SELECTION:
By entrepreneurial standards, King was off to a great start--complete with the lessons only experience can teach. "I'm from Columbus, Georgia, and everybody trusts everybody down there," says King. "I was not prepared for the business world." Soon, her inexperience started to show.

The business was growing, but King couldn't afford to purchase her own commercial oven, so she contracted with a small bakery in Smyrna, Georgia. "I didn't have it in writing at the time that my recipe was proprietary information, so they sold it to another company they were working with," King says. And not just any company, says King: "Today, when you stay at a [nationally recognized hotel chain] and they give you a hot chocolate chip cookie that says on the bag, `We got this recipe from a little bakery outside Atlanta, Georgia,' that's my recipe."

A little sadder, but wiser, King forged ahead. A deal with a local radio station to give away King's products on the air required her to find a retail space for her enterprise. "I couldn't have people come by my house to pick up their prize," she says. She signed a lease for a 500-square-foot space tucked away in a small shopping center.

EXERCISE AIM:
Write out the passage about King's early business in full, word for word.

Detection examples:

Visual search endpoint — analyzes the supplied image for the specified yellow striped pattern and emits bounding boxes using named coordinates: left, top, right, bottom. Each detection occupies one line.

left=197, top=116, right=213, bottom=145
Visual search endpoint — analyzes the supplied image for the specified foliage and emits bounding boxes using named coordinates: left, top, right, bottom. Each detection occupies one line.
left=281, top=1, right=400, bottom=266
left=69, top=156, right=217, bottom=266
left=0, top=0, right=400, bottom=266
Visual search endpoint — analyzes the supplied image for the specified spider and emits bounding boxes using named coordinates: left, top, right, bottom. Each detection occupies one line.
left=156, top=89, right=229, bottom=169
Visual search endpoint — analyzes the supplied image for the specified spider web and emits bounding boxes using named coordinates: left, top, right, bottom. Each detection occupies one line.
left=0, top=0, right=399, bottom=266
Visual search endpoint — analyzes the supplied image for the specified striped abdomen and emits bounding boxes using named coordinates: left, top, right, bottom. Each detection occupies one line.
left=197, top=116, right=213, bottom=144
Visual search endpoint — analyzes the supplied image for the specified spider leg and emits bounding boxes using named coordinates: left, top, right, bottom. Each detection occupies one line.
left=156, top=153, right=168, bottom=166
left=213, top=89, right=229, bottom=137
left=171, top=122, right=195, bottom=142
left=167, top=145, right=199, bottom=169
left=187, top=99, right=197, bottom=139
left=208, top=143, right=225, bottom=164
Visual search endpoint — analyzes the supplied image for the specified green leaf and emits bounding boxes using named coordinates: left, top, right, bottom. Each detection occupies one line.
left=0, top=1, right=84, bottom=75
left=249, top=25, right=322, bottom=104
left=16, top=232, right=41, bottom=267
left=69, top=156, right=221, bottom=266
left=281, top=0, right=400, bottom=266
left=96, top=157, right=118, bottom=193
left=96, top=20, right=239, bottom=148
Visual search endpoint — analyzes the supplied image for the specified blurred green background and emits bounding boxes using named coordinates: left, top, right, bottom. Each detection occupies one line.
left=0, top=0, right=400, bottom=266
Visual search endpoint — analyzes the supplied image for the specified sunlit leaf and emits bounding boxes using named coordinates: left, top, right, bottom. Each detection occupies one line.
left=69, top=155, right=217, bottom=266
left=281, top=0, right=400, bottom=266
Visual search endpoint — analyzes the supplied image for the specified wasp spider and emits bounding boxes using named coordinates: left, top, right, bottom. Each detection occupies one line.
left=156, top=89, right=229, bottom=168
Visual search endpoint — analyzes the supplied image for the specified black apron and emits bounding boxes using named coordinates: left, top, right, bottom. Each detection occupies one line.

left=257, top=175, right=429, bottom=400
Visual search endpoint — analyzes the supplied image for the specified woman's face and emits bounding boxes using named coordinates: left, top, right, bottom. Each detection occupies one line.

EXERCISE RESULT:
By entrepreneurial standards, King was off to a great start--complete with the lessons only experience can teach. "I'm from Columbus, Georgia, and everybody trusts everybody down there," says King. "I was not prepared for the business world." Soon, her inexperience started to show.

The business was growing, but King couldn't afford to purchase her own commercial oven, so she contracted with a small bakery in Smyrna, Georgia. "I didn't have it in writing at the time that my recipe was proprietary information, so they sold it to another company they were working with," King says. And not just any company, says King: "Today, when you stay at a [nationally recognized hotel chain] and they give you a hot chocolate chip cookie that says on the bag, `We got this recipe from a little bakery outside Atlanta, Georgia,' that's my recipe."

A little sadder, but wiser, King forged ahead. A deal with a local radio station to give away King's products on the air required her to find a retail space for her enterprise. "I couldn't have people come by my house to pick up their prize," she says. She signed a lease for a 500-square-foot space tucked away in a small shopping center.